The strange thing is that if I ignore the assertions by proceeding, the thing continues normally and it the image does not break...

So I then compiled the VM, with the latest version, and in trace mode to compare. I attach the log of the stdout. But here there is a résumé

* First I see the same assertions I saw in the simulator

(isNonImmediate(objOop)) && (isEphemeron(objOop)) 41155

(isNonImmediate(objOop)) && (isEphemeron(objOop)) 55477

* Then there are tons of repetitions of the same assertion:

!(((GIV(mournQueue) != GIV(nilObj)) && (isonObjStack(anEphemeronOrWeakArray, GIV(mournQueue))))) 60030

Which I understand it means that we are adding to the mourn queue all the time the same object. Which is strange because it is a WeakArray with a single slot which turns out to be nil (at least at the moment I inspected it).

* * * * * * * * *

* [Request]:
Copy word for word everything in the post on the VM assertions from "(isNonImmediate(objOop)) && (isEphemeron(objOop)) 55477" down to "I inspected it).".

* [Data]:
* * * * * * * * *

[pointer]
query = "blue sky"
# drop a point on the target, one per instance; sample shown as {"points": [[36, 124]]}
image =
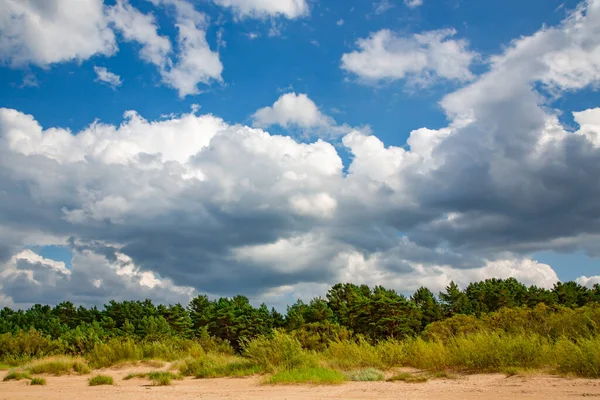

* * * * * * * * *

* [Complete answer]:
(isNonImmediate(objOop)) && (isEphemeron(objOop)) 55477

* Then there are tons of repetitions of the same assertion:

!(((GIV(mournQueue) != GIV(nilObj)) && (isonObjStack(anEphemeronOrWeakArray, GIV(mournQueue))))) 60030

Which I understand it means that we are adding to the mourn queue all the time the same object. Which is strange because it is a WeakArray with a single slot which turns out to be nil (at least at the moment I inspected it).